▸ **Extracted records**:
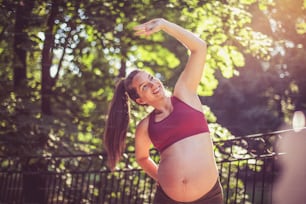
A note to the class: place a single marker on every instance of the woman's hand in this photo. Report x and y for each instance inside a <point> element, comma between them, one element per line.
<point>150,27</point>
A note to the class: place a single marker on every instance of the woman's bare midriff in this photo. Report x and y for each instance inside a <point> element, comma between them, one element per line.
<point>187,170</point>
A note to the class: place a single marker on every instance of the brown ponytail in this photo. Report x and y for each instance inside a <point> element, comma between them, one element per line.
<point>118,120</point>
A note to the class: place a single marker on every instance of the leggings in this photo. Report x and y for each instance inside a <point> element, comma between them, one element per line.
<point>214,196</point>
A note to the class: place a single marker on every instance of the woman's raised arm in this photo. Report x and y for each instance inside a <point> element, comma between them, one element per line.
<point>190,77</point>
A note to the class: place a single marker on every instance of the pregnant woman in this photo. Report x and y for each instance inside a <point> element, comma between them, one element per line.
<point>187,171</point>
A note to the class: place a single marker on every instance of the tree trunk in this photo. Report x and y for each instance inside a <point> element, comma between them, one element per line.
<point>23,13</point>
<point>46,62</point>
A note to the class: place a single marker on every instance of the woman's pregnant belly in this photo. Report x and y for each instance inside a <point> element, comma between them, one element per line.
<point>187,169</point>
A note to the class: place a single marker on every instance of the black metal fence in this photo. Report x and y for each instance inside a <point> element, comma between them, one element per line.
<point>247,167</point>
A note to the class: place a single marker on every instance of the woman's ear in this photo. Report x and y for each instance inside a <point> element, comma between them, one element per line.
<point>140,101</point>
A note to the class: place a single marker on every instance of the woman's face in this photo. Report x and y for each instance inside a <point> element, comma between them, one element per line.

▸ **PROBLEM STATEMENT**: Please print the lines above exactly, leaving out the pictures.

▸ **PROBLEM SOLUTION**:
A note to the class: place a single marker on every instance of the woman's hand in this photo. Report x and y for each instance inside a <point> element, comma between them, one element per line.
<point>150,27</point>
A note to the class: place a single marker on every instance of the woman's bare midriff in this photo. Report x and y for each instance inside a <point> element, comma between them, one element per line.
<point>187,170</point>
A note to the class: place a single marker on every instance of the brown ponytail in this photo. Report x and y for each instance inside a <point> element, comma between them, one element per line.
<point>118,120</point>
A note to the class: place a single marker on every instance of the leggings in this photo. Report x and y for each instance inside a <point> element, comma between them, one element per line.
<point>214,196</point>
A note to the class: place a single marker on every instance of the woman's raised arm in this photo. Report x and y for each instance inside a <point> element, comma between them, one element per line.
<point>190,77</point>
A note to the class: place a single marker on every instance of the pregnant woman in this photo. Report x and y for each instance inside a <point> element, comma between them, one element per line.
<point>187,171</point>
A note to the class: place a single marker on every instance of the tree trunk in this photo. Report x and y for each instance inside a <point> element, comma between them, one element per line.
<point>23,13</point>
<point>46,62</point>
A note to the class: place a single marker on every instance of the woman's pregnant belly in this photo. Report x and y for each instance inside a <point> element, comma between them, one element per line.
<point>187,169</point>
A note to the class: place a single marker on every instance of the black metal fence in this photo. Report x and y for each instance inside a <point> element, comma between them, one element per line.
<point>247,167</point>
A note to the class: place a single marker on every instance of the woman's ear in this photo. Report x and y for each instance inside a <point> element, comma between them, one element per line.
<point>140,101</point>
A note to the class: place a single marker on every instance of the woman's face in this photo. Report x and y for each instance inside a <point> element, comma between them, one element per line.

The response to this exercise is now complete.